<<<<

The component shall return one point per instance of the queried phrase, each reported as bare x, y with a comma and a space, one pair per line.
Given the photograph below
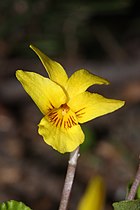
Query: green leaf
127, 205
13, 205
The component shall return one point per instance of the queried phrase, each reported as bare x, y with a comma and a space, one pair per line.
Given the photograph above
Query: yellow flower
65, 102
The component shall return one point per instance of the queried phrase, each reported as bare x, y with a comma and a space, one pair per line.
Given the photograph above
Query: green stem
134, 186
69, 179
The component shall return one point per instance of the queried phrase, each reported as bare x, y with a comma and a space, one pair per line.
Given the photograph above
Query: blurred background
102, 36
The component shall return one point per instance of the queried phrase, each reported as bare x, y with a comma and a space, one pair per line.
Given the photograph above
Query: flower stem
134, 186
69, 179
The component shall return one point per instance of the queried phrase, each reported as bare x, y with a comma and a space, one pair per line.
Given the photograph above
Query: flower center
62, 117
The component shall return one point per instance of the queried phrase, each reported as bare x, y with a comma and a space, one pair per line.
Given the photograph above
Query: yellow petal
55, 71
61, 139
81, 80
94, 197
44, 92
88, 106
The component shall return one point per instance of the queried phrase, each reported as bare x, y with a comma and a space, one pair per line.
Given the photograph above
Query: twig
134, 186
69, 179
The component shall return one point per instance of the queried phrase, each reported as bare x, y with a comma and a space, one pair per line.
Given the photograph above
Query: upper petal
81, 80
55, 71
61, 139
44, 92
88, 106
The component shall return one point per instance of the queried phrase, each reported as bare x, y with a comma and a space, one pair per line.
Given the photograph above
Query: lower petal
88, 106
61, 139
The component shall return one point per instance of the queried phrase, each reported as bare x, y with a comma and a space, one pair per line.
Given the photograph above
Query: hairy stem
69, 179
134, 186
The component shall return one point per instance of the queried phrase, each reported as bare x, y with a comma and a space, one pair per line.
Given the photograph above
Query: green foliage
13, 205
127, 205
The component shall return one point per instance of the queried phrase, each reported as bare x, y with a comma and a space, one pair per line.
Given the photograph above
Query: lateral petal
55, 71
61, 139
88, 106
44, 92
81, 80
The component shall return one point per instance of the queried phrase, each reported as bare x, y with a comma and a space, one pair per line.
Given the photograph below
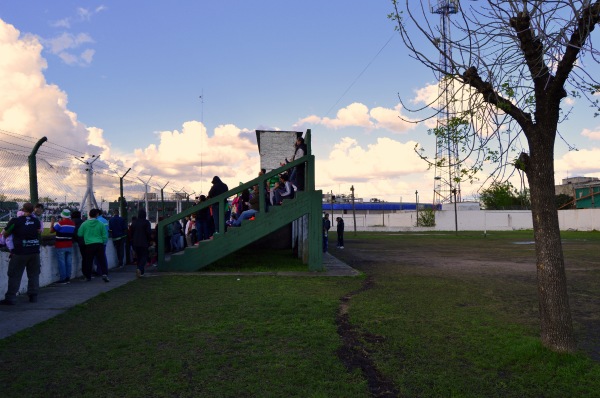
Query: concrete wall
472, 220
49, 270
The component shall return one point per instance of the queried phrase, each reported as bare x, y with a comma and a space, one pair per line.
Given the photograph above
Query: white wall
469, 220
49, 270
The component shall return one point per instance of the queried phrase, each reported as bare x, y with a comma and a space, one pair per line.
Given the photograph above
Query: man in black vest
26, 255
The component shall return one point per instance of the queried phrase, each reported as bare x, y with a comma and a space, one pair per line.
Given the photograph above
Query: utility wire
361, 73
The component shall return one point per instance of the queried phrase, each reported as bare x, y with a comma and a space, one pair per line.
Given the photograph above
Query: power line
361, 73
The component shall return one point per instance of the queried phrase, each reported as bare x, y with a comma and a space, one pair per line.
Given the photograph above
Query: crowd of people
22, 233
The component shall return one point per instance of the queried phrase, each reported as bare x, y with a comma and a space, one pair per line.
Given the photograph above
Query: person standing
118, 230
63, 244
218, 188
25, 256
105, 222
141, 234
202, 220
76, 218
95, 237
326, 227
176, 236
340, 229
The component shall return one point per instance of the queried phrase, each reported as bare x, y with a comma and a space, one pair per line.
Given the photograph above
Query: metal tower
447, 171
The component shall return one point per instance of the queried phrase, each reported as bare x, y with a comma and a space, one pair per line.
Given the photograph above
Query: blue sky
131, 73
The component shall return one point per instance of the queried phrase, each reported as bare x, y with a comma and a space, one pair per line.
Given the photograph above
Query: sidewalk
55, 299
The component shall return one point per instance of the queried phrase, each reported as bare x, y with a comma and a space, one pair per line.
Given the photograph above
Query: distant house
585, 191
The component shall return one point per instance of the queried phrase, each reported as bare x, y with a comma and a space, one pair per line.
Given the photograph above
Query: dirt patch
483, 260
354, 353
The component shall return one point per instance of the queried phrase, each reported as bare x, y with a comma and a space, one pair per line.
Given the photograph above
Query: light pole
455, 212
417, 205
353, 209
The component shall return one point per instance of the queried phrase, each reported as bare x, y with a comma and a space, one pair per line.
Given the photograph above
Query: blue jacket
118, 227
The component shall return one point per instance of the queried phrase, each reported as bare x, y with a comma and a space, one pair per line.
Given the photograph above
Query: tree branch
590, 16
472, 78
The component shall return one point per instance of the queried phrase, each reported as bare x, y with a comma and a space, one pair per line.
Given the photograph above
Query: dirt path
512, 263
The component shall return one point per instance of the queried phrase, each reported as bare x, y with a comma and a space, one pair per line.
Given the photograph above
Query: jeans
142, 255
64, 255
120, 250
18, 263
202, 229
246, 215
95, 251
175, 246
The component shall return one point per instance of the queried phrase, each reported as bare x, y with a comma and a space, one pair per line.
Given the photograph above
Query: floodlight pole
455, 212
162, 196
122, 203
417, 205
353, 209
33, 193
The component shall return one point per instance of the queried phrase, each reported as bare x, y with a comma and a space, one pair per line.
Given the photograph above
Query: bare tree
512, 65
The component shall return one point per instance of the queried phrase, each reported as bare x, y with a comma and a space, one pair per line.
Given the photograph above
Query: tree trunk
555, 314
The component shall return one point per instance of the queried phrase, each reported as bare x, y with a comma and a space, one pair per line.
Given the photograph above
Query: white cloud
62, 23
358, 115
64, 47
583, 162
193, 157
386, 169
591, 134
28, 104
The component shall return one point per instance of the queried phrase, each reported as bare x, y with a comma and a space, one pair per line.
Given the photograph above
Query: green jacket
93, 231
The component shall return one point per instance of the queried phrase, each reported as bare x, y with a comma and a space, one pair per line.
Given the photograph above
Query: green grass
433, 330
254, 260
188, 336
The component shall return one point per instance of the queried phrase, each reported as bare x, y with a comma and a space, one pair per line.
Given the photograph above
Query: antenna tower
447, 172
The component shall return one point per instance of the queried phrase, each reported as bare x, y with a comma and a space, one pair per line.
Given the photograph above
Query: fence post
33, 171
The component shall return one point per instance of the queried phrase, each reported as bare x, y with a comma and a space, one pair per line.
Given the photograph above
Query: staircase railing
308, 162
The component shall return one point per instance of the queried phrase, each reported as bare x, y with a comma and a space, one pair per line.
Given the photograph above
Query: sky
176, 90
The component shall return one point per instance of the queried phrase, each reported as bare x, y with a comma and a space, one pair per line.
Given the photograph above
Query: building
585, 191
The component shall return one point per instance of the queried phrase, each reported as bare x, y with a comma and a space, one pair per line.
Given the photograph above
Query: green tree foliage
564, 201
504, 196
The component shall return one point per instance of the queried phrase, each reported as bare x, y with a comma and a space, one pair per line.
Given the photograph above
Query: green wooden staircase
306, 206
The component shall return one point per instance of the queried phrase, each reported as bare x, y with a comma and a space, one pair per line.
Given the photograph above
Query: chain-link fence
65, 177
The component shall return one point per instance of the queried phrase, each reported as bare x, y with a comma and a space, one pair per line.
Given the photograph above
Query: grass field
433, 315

>>>>

# Your objective:
An exact copy of every record above is required, with all pictures omitted.

# Solution for this task:
The component shall return one point per instance of the queried phrase, each reported as bare x, y with a comma and a space, one pair per line.
Given the photograph below
Query: green leaf
127, 205
13, 205
The component shall return one point per instance of the queried phrase, each reported as bare x, y with a comma and a space, one pair per line.
Given the photograph above
Query: yellow flower
65, 102
The component shall return one point per instance of the queried phrase, each reported as bare x, y with a comma and a space, one pair per line.
Given the photograph above
Query: green stem
134, 186
69, 179
The component shall return one point per instance of the queried phrase, each reported as bare x, y with a comma and a space, one pair per line.
Given the photograph above
Query: blurred background
102, 36
The component shall return one point per instance of the queried phrase, each reported as bare x, y with a comma and a space, one pair per line.
Given the photograph above
Query: flower stem
134, 186
69, 179
The component shall return one point per instance of the queried phrase, each reported as bare x, y with a comma and a space, one pair per line.
Given the photograph above
Query: flower center
62, 117
The component shall return one point per instance of the queried phrase, each reported as bare x, y with a comma and a space, one pair per line.
Given the photograph above
Query: yellow petal
55, 71
61, 139
81, 80
94, 197
44, 92
88, 106
The component shall return one point per instance of the queried phrase, each reported as bare x, y with a comma and a space, one pair per line.
Given the photograph above
Query: twig
134, 186
69, 179
The component shall return one point per instance of the queried phrase, each reported as bare x, y with a comma and a space, one pair per line.
Given the photograph above
Query: upper petal
81, 80
55, 71
61, 139
44, 92
88, 106
The component shall return one point per instance of the queried phrase, each reported as bare x, y with a comma and a space, one pair per line.
Given the photograph above
Query: lower petal
88, 106
61, 139
The component shall return one point per instance of the queried phrase, each reported as bare x, y with a comma and a space, one pair per line.
Given the photograph above
Query: hairy stem
69, 179
134, 186
The component shall return one point per instance of the queried phrase, each reported as bare x, y with a comma and a space, one pair per line.
Given the photograph above
Query: green foliage
13, 205
127, 205
The component shall return one point per instance of the queried phrase, each reported as bare x, y with a comma and a space, one pair per line.
Given the photograph above
Query: lateral petal
55, 71
61, 139
88, 106
44, 92
81, 80
The component shall return one point per instance of the queried phrase, each reported as bare x, y with a comma and a space, one pair per line.
Given the photograph below
Query: concrete wall
472, 220
49, 270
The component shall return one point per instance of the queried phrase, each reported as bare x, y with a comma and a space, one pair per line.
Given the photograph above
Query: white wall
469, 220
49, 270
The component shall return one point per instance of the queried phrase, each reported as bare x, y with a comma and a space, one pair per line.
Given the photograph above
Query: man in black vest
26, 255
The component shall return one point per instance of the queried phrase, each reported as bare x, y with a comma and a space, one pair per line.
Given the photograph above
Query: utility wire
361, 73
The component shall return one point per instance of the queried phrase, each reported as bare x, y with a comma and a space, one pair per line.
Given the photograph above
Query: power line
361, 73
The component shall return one point per instance of the queried phrase, each reported as bare x, y with a comma and a space, one pair per line.
Given the photograph above
Query: crowd of people
22, 233
The component shall return one point per instance of the queried phrase, each reported as bare x, y with a comma and a space, one pair per line.
Given the photograph above
Query: person standing
118, 230
63, 244
218, 188
25, 256
105, 222
141, 234
202, 220
76, 218
95, 237
326, 227
176, 236
340, 229
The component shall return one point per instance of the queried phrase, each reported as bare x, y with a comma and a space, one pair per line.
Given the photograph above
Query: metal tower
447, 171
The component shall return one point per instance of the queried phrase, each reported as bare x, y with a comma and a space, one pair per line.
Given the photograph above
Query: blue sky
131, 73
The component shall return one point per instance of the queried phrase, each reported as bare x, y with a comma and a space, one pair per line.
Given the photograph above
Query: sidewalk
55, 299
The component shall return one point per instance of the queried phrase, each reported as bare x, y with a comma and a space, one pair per line.
Given the photograph above
Query: distant house
585, 191
The component shall return one point per instance of the queried phrase, each reported as bare x, y with a comma and a space, one pair per line.
Given the photograph above
Query: dirt patch
483, 260
354, 353
The component shall return one point per instance of the queried phrase, each reported as bare x, y with a comma and a space, one pair per line.
Given the photograph above
Query: light pole
455, 212
417, 205
353, 209
The component shall return one point per instance of the queried phrase, each reported as bare x, y with a comma and a space, one pair per line.
Given the photograph above
Query: blue jacket
118, 227
The component shall return one point per instance of the queried phrase, each reported as bare x, y with a comma and a space, one pair per line.
Given the photograph above
Query: tree branch
590, 16
472, 78
The component shall return one point per instance of the queried phrase, each reported as bare x, y with a comma and a space, one pair per line.
Given the photograph above
Query: dirt path
512, 263
The component shall return one point per instance of the queried phrase, each reported as bare x, y with a comma and a space, one pair per line.
Given the photograph above
Query: jeans
142, 255
64, 255
120, 250
18, 263
202, 229
246, 215
95, 251
175, 246
The component shall return one point per instance of the queried phrase, each reported as bare x, y with a comma and a space, one pair per line.
Given the photograph above
Query: floodlight pole
455, 212
162, 196
122, 203
417, 205
353, 209
33, 193
The component shall return one point per instance of the queried phrase, each reported as bare x, y with a comma and a space, one pair per line.
Given the photograph above
Query: bare tree
512, 65
The component shall return one point per instance of the queried phrase, each reported as bare x, y with a comma and a space, one pair per line.
Given the photograph above
Query: tree trunk
555, 314
The component shall return one point per instance of the queried phrase, each reported as bare x, y with a comma and a space, one pair per line.
Given the photograph above
Query: white cloud
62, 23
358, 115
64, 47
583, 162
193, 157
386, 169
591, 134
28, 104
The component shall return one point per instance of the queried phrase, each reported as bare x, y with a comma and a space, one pair per line.
Given the photograph above
Query: green jacket
93, 231
The component shall return one point per instance of the queried phrase, each reported as bare x, y with a comma and a space, one pair per line.
Given the photograph above
Query: green grass
433, 330
254, 260
188, 336
The component shall return one point per instance of the queried phrase, each reported as bare x, y with a comma and a space, one pair per line.
Given the photograph above
Query: antenna tower
447, 172
The component shall return one point per instance of the queried phrase, each reported as bare x, y with a comma and a space, one pair per line.
Given the photograph above
Query: fence post
33, 171
The component shall return one point per instance of the queried phrase, each reported as bare x, y with a comma and a space, one pair per line.
Given the photograph above
Query: staircase railing
308, 162
The component shall return one point per instance of the queried phrase, each reported as bare x, y with a comma and a space, one pair per line.
Given the photograph above
Query: sky
176, 90
The component shall return one point per instance of the queried phrase, each reported as bare x, y with a comma and a space, one pair per line.
Given the photograph above
Query: building
585, 191
The component shall return one point per instance of the queried phrase, each reported as bare x, y with a comma and a space, one pair per line.
Given the photograph above
Query: green tree foliage
564, 201
504, 196
The component shall return one point per instance of the queried phrase, each reported as bare x, y with a comma and a space, one pair per line.
Given the photograph above
Query: green wooden staircase
306, 206
The component shall return one point per instance of the queried phrase, each reported as bare x, y with a comma and a space, one pair per line.
Given the photograph above
Query: chain-link fence
65, 177
The component shall return one point per instance of the queried phrase, each reported as bare x, y with a comma and a space, one pair per line.
Given the photograph above
Query: grass field
433, 315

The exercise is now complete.